Task requirements: Only the number is needed. Please count the lines below in which the word "seat" occurs.
◇ ◇ ◇ ◇ ◇ ◇ ◇
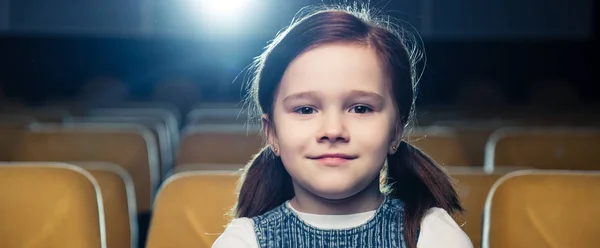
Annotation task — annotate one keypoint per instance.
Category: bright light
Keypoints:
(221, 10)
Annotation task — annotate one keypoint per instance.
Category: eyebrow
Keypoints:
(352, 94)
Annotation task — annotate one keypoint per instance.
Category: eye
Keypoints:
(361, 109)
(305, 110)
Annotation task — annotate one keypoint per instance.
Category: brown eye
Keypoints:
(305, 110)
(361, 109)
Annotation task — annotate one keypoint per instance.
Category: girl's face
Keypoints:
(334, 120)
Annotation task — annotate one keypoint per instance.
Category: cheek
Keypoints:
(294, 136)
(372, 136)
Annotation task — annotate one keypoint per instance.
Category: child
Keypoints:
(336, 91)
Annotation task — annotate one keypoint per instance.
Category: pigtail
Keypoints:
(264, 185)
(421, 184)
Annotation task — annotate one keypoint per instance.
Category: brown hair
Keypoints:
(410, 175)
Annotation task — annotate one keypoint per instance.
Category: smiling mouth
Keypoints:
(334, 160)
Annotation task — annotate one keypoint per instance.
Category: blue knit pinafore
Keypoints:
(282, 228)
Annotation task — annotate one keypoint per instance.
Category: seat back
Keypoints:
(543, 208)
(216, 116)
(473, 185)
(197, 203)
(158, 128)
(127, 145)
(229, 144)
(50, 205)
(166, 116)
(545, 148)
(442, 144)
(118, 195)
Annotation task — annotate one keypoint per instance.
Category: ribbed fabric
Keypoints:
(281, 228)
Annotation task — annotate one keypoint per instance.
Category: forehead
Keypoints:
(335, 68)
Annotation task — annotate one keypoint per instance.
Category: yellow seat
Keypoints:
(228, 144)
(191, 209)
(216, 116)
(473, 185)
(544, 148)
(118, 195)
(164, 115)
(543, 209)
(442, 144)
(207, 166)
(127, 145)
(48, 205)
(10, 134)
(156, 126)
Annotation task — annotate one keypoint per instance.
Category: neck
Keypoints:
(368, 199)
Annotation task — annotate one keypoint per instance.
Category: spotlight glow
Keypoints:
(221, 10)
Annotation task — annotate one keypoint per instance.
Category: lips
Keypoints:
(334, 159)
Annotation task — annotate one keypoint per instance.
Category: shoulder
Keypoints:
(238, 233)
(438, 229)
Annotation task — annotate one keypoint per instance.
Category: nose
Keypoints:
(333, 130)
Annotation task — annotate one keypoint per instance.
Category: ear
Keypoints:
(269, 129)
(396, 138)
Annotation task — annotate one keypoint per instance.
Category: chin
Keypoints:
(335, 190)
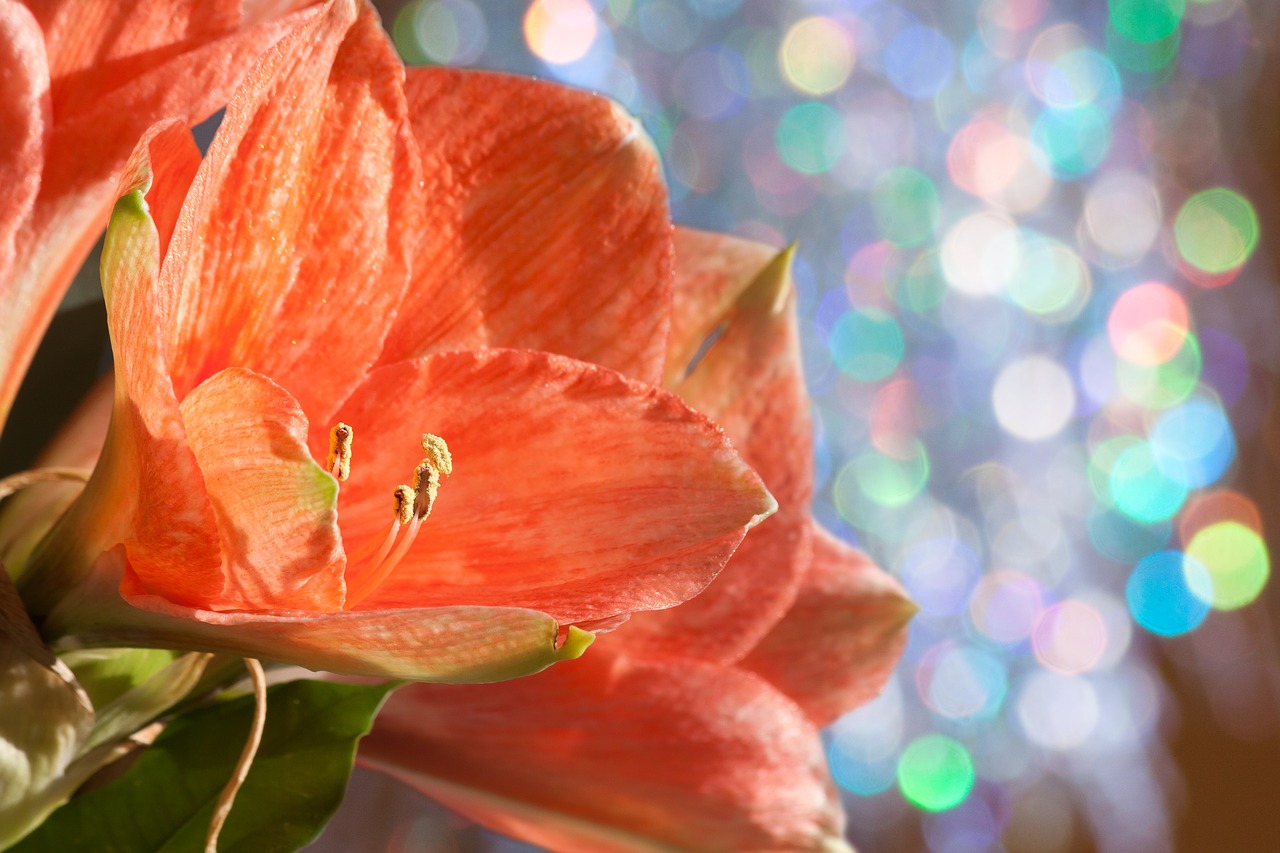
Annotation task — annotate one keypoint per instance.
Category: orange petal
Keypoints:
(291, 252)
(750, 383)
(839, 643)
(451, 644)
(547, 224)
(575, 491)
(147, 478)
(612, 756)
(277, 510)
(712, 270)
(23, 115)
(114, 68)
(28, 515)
◇ ◇ ◇ ◇ ◇ ◇ ◇
Exercise output: 2